-- DATA FOR THIS TASK follows --
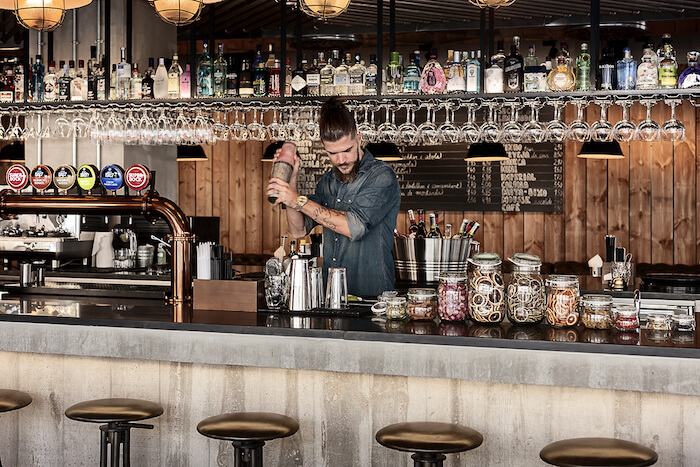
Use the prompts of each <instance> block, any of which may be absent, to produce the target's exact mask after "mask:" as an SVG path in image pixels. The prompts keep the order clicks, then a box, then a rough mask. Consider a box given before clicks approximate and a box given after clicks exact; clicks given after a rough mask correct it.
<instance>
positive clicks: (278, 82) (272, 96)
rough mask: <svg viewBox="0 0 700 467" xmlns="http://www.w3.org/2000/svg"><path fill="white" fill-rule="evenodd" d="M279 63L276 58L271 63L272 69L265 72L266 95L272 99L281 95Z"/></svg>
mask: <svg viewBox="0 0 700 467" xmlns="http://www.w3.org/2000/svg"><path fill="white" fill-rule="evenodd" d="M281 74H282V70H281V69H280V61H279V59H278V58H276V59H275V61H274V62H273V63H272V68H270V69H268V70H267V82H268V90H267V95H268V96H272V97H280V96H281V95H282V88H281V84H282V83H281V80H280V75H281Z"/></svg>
-- DATA FOR THIS TASK concluded --
-- DATA FOR THIS TASK follows --
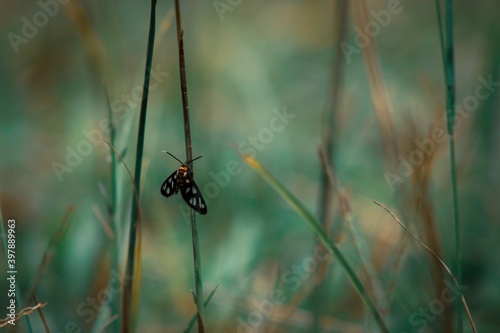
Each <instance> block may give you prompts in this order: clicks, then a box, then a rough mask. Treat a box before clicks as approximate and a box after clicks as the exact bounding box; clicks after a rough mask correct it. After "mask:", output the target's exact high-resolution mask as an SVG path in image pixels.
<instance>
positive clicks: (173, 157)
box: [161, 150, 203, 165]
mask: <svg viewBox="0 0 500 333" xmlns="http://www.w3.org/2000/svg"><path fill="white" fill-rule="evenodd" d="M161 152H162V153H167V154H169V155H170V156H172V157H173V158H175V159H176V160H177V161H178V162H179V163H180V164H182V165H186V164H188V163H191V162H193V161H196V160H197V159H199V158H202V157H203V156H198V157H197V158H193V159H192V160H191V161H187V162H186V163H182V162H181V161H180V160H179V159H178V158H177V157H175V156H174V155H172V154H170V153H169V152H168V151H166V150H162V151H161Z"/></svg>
-- DATA FOR THIS TASK concluded --
_REQUIRED WORK_: Copy the data verbatim, the stretch from the line containing "Use the prompts" through the line containing "rough mask: <svg".

_ANSWER FOR THIS EXERCISE_:
Use the prompts of each <instance> block, any of which may be absent, to produce the target's exact mask after "mask:" as an SVG path in image pixels. The prompts keep the order clicks, then a box, then a rough mask. Consider a box given before clicks approximate and a box given after clicks exact; clicks given after a rough mask correct it.
<instance>
positive clicks: (278, 82) (272, 96)
rough mask: <svg viewBox="0 0 700 467" xmlns="http://www.w3.org/2000/svg"><path fill="white" fill-rule="evenodd" d="M279 63L276 58L271 63L272 69L265 72L266 95L272 99L281 95Z"/></svg>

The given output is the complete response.